-- Source passage --
▼▼▼

Search code examples
javascriptamazon-dynamodb

Handling concurrent updates to dynamodb without overwriting


Firstly, I have seen this question and understand the takeaways from the points made.

However I'm unsure how I can improve my current situation.

I have a placeholder entry in my DynamoDB that will be updated when I receive data from an SQS queue that itself receives sporadic data processed via an external API.

The data in my table looks something like:

    {
      name: "ID",
      type: "S",
    },
    {
      name: "RESULTS",
      type: "L"
    }

With the ID being the key and the RESULTS being an array of result object that are sent in.

So an example would be

{
  ID: "ID123",
  RESULTS: [{resultId: 1, result: 'fail'}, {resultId: 2, result: 'pass'}]

The API that fires results for me to persist can fire quickly and concurrently, so I am needing to handle any race conditions.

▲▲▲

-- Data shown --
▼▼▼

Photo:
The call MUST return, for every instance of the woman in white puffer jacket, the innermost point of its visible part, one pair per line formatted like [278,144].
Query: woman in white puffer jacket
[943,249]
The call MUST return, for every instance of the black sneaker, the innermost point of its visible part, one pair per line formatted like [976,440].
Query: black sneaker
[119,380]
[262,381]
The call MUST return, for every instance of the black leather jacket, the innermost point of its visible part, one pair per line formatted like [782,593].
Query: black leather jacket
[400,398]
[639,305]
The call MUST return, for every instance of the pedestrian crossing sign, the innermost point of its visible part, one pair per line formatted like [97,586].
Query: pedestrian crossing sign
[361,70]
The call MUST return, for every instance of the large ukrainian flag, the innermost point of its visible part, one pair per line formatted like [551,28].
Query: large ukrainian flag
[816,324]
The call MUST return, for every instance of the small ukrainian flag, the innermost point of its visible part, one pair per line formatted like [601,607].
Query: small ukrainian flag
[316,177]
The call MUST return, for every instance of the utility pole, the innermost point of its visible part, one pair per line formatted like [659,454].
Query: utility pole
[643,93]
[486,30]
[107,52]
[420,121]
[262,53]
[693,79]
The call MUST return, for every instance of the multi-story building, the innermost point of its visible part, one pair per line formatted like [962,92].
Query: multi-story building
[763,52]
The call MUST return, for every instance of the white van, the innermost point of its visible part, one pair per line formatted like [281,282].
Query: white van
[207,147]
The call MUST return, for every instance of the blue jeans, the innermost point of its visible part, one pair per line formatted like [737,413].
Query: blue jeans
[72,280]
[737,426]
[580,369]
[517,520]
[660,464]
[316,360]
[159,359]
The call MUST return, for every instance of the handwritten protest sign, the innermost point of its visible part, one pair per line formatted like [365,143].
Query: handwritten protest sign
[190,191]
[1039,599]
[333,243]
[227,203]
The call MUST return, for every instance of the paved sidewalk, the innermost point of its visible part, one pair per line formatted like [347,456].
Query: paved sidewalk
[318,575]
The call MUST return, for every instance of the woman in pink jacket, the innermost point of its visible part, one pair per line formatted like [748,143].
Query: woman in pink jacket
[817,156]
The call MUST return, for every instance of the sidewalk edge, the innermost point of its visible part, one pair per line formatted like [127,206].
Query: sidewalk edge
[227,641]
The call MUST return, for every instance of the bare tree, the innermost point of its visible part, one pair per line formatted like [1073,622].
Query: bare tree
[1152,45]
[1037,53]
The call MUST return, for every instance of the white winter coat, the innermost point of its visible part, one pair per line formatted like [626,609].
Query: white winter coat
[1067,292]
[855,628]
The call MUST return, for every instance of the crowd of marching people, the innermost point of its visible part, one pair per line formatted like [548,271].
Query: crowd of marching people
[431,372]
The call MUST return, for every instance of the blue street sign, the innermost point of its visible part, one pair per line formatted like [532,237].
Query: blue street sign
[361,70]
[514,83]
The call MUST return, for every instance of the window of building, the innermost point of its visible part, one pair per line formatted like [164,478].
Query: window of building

▲▲▲

-- Your task --
Reproduce a stretch of the DynamoDB concurrent-updates post verbatim, beginning at the words "Search code examples" and stopping after "my current situation.".

-- Exercise output --
Search code examples
javascriptamazon-dynamodb

Handling concurrent updates to dynamodb without overwriting


Firstly, I have seen this question and understand the takeaways from the points made.

However I'm unsure how I can improve my current situation.